▶ **TASK BRIEF**
Nothing but the lines from the one containing "output: one JSON" through the last line of the records below should be copied, exactly and without pictures.

▶ **THE DATA**
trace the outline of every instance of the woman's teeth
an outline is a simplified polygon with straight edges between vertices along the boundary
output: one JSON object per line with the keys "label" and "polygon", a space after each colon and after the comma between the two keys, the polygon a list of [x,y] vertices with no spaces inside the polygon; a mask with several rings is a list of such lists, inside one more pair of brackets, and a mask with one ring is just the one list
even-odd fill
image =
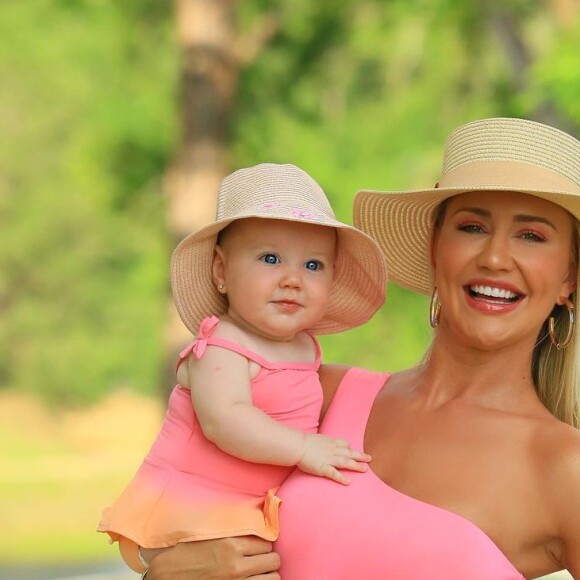
{"label": "woman's teeth", "polygon": [[501,300],[516,300],[518,298],[518,294],[515,292],[492,286],[470,286],[469,291],[472,295],[485,296],[487,298],[499,298]]}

▶ **WRITTEN ANSWER**
output: one JSON object per line with the keys "label" and "polygon", a space after each colon and after the comma between the two keys, the polygon a list of [x,y] vertices with no spaces inside the polygon; a mask with several rings is a list of such lists, inside one more pair of brackets, and a mask with one ring is just the one list
even-odd fill
image =
{"label": "woman's teeth", "polygon": [[501,300],[516,300],[518,298],[518,294],[515,292],[492,286],[470,286],[469,291],[472,295],[485,296],[487,298],[499,298]]}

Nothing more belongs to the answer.